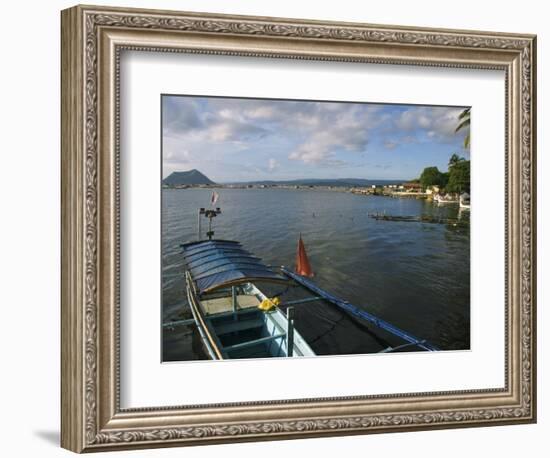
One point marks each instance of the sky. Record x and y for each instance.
(236, 139)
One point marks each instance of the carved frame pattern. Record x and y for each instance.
(83, 398)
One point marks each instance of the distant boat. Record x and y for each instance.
(464, 200)
(303, 267)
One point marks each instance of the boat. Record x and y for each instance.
(236, 319)
(464, 201)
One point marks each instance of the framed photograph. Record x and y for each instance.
(277, 228)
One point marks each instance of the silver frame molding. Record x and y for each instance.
(92, 40)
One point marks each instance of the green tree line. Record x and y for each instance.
(456, 179)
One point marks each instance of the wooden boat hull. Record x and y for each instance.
(244, 330)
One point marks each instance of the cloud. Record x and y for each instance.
(272, 164)
(436, 122)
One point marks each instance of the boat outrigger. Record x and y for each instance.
(235, 319)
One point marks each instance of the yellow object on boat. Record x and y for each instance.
(267, 304)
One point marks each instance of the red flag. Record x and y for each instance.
(302, 262)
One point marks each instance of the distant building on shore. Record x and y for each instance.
(412, 187)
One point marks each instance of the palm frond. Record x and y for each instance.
(463, 124)
(464, 113)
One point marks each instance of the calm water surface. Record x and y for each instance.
(414, 275)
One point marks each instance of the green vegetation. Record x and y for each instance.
(431, 176)
(457, 179)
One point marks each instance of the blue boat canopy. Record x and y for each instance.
(216, 264)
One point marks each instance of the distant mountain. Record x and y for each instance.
(191, 177)
(345, 182)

--------------------------------

• **Task directions**
Pictures are not part of the copy. Return every record exactly.

• **Answer box**
One point marks each instance of the sky. Record x and y for each instance.
(236, 139)
One point marks each instance of the carved frame pattern. Record x and y for each instance.
(83, 398)
One point marks each instance of the distant boat. Record x and y for each instance.
(464, 200)
(303, 267)
One point marks each instance of the boat. Record x and y for each instance.
(236, 319)
(464, 201)
One point marks each instance of the framed photograph. Record x and y for each instance.
(277, 228)
One point marks each instance of the silver frame molding. Record x and y for each instance.
(92, 40)
One point marks each instance of the green tree line. Record x and y for each instance.
(456, 179)
One point marks each instance of the wooden boat hull. Record x and y for each instance.
(244, 330)
One point marks each instance of the cloud. Record x and y for each instance.
(272, 164)
(436, 122)
One point marks each instance of the boat outrigger. Record x and y for each instance.
(235, 319)
One point marks each instance of the yellow object on boat. Record x and y for each instance.
(267, 304)
One point marks each instance of the red flag. Record x and y for each instance.
(302, 262)
One point marks each instance of the distant building on shore. Record x and y for each instance.
(412, 187)
One point marks each instance of the palm frond. Record x and y for each instance.
(463, 124)
(464, 113)
One point marks each instance of the calm water surface. Record x and y for each instance.
(414, 275)
One point marks each instance of the green vegetation. Record x and y for each instance.
(431, 176)
(457, 179)
One point marks each instance of the blue boat canopy. Record x and y for each instance.
(216, 264)
One point marks each instance of the distant mountain. Record x and y for each instance.
(191, 177)
(345, 182)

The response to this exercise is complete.